Collect every line in the listing below that contains the string "wooden", and reproduce each such line verbatim.
-- BEGIN THE DATA --
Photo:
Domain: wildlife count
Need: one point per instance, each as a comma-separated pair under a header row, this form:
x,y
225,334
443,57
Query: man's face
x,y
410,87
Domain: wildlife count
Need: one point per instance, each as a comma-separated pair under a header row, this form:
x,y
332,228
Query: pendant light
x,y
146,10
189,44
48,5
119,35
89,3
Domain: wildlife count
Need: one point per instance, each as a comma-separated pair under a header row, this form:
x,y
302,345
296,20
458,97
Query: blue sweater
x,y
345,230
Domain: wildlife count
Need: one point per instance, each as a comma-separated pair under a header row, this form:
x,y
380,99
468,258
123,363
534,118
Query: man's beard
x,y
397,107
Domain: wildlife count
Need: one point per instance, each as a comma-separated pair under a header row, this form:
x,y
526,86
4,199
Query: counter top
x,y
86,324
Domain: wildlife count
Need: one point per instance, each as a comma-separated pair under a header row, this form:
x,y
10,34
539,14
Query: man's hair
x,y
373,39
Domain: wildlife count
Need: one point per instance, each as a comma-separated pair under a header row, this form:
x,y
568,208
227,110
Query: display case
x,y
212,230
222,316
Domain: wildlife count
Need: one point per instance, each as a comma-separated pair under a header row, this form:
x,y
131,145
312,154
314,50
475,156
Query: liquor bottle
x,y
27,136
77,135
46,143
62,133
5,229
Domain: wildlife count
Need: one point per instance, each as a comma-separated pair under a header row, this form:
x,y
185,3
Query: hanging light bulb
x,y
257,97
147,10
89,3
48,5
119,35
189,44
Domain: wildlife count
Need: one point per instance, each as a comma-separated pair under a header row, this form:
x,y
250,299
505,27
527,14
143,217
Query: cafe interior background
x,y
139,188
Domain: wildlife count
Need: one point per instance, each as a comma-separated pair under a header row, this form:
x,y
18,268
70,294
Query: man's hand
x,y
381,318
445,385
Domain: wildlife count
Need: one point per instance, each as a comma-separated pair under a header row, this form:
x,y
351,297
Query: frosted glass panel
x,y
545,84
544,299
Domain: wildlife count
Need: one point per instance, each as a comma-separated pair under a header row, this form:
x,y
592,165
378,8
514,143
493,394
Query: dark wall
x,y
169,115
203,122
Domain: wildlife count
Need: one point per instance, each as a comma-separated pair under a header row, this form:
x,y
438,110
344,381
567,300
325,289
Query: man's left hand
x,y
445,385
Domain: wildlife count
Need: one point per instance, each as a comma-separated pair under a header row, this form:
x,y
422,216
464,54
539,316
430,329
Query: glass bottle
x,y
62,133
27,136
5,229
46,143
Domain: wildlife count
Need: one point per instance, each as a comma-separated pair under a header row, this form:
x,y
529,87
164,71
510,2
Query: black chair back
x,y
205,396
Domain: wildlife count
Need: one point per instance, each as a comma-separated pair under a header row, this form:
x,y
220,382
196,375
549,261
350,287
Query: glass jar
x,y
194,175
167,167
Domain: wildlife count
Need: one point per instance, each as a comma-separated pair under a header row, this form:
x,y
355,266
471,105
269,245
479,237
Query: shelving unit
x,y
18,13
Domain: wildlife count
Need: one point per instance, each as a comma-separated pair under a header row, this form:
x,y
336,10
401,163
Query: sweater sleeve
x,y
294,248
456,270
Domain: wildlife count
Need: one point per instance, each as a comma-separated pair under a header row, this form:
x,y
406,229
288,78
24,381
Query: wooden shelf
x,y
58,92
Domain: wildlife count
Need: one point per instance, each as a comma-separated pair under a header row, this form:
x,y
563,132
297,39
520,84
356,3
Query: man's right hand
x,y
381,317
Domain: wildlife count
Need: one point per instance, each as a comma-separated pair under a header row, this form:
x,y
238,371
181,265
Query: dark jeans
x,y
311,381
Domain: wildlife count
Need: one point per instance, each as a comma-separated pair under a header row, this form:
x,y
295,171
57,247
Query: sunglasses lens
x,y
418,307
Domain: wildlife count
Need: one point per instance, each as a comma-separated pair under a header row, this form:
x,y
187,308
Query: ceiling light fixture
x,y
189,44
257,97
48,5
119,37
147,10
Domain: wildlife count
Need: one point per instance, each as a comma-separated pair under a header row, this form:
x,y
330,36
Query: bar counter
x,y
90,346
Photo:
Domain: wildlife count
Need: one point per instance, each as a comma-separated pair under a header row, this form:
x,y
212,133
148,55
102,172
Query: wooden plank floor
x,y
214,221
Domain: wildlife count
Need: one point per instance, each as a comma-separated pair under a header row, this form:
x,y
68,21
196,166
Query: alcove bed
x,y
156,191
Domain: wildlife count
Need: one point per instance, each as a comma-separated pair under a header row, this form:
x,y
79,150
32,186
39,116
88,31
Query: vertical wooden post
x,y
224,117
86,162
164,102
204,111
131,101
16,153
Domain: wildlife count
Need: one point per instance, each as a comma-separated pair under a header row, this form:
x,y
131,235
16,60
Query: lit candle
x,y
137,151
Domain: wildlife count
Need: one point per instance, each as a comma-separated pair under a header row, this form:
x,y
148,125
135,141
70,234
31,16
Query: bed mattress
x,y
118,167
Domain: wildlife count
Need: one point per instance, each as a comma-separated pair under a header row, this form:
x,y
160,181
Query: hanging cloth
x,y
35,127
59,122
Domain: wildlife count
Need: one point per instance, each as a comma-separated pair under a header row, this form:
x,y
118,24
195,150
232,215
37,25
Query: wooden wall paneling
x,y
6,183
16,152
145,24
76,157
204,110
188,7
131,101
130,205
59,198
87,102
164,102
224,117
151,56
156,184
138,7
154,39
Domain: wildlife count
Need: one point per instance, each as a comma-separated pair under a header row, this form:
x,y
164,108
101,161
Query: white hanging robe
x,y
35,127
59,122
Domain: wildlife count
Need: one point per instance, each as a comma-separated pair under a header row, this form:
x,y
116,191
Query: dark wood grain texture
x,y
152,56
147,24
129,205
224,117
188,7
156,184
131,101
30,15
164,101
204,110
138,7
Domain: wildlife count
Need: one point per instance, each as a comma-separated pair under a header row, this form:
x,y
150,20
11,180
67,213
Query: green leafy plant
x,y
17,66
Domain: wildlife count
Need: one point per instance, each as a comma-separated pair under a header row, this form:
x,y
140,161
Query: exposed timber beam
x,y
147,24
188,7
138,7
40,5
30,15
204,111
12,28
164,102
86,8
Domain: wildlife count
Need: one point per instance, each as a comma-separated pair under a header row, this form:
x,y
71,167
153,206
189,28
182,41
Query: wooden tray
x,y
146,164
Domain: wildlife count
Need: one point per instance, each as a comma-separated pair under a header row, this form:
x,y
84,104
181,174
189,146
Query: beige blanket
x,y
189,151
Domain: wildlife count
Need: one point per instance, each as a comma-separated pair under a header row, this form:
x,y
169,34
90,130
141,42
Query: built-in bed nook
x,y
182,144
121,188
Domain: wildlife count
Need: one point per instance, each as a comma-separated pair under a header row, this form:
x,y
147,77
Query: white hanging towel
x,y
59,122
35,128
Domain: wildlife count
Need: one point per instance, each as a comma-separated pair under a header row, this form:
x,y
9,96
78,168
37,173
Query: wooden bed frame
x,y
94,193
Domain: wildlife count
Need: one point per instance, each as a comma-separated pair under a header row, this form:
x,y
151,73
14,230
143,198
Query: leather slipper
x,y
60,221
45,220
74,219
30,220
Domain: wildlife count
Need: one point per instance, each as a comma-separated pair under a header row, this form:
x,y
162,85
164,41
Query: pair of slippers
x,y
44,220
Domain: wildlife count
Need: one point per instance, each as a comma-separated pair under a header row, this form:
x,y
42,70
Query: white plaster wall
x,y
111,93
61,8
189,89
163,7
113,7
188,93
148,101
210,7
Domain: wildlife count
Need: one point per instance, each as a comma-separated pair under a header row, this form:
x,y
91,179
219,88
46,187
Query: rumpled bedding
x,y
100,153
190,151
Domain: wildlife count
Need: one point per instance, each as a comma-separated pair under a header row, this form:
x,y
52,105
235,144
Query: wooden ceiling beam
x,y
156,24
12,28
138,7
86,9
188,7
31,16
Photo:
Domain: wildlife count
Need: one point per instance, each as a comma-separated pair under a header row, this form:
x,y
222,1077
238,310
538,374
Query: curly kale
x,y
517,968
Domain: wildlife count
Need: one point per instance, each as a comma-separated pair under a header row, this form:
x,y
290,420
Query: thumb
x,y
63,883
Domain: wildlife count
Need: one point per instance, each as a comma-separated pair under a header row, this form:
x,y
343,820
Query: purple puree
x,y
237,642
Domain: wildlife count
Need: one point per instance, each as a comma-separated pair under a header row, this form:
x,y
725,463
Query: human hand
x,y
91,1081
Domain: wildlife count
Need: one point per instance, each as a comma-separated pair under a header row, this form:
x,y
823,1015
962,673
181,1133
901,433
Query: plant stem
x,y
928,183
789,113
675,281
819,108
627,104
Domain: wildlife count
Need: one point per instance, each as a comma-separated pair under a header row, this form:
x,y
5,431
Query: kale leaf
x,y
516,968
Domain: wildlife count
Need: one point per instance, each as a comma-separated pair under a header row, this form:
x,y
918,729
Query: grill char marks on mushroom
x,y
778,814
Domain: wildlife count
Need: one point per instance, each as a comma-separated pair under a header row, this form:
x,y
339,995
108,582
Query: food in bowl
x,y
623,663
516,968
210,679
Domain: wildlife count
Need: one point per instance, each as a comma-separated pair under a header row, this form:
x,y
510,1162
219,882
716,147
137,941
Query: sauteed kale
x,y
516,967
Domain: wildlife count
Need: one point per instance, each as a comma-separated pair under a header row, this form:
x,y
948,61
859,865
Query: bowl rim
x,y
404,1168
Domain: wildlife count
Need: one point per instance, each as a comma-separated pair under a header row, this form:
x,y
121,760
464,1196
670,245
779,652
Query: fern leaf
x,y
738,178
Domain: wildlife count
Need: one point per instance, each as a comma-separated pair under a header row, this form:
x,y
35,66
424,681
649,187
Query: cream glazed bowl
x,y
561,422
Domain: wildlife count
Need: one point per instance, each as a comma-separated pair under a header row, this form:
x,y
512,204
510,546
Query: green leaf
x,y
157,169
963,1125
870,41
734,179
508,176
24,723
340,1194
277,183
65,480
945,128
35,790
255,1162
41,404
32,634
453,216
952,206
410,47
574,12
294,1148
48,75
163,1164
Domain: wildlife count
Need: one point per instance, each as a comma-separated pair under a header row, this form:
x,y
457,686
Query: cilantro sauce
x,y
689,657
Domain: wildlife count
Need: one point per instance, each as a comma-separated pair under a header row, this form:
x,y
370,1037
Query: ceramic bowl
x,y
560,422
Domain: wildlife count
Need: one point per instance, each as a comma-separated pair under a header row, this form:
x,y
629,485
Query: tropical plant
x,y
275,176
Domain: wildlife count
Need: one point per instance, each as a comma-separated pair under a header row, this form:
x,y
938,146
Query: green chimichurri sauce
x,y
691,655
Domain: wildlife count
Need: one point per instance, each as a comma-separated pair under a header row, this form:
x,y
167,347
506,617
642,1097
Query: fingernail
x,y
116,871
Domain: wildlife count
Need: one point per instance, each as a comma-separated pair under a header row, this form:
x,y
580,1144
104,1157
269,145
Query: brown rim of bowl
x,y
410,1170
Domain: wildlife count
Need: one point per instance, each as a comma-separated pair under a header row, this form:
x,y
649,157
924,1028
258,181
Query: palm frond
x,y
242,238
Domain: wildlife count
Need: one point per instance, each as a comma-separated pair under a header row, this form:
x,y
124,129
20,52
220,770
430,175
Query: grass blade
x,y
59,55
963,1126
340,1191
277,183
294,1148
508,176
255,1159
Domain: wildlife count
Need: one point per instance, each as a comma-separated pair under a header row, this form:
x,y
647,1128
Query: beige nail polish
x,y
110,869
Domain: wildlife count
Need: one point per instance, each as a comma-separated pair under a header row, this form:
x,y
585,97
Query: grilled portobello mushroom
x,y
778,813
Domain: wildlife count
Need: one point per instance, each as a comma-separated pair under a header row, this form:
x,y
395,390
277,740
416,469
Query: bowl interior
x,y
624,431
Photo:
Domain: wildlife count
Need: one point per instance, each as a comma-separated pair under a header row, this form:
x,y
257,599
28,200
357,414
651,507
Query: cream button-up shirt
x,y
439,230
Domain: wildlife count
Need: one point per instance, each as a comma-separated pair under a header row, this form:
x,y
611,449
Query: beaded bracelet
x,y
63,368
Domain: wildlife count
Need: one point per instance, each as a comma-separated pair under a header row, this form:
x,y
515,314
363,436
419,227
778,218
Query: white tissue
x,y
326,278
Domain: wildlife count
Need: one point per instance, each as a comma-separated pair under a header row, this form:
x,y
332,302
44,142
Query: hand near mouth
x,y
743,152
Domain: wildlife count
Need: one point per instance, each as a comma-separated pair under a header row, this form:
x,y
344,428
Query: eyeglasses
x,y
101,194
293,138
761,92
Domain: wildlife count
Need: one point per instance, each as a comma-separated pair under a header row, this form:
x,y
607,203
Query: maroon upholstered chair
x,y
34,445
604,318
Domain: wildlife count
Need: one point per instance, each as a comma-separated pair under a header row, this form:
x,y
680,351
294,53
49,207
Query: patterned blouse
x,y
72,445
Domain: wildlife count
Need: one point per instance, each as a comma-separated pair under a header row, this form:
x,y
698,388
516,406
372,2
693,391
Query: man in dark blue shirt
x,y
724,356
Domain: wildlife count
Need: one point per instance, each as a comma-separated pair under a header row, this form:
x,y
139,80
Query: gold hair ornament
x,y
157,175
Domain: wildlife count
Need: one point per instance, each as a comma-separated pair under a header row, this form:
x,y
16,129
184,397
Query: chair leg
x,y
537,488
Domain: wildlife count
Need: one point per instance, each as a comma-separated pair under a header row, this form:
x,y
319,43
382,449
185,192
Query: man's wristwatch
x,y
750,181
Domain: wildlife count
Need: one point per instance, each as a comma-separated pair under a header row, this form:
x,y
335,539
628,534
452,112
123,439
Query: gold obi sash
-- END THE DATA --
RESULT OF THE EXERCISE ->
Query: wooden shelf
Query: wooden plank floor
Query: vertical wooden post
Query: wooden wall paneling
Query: wooden tray
Query: wooden bed frame
Query: wooden ceiling beam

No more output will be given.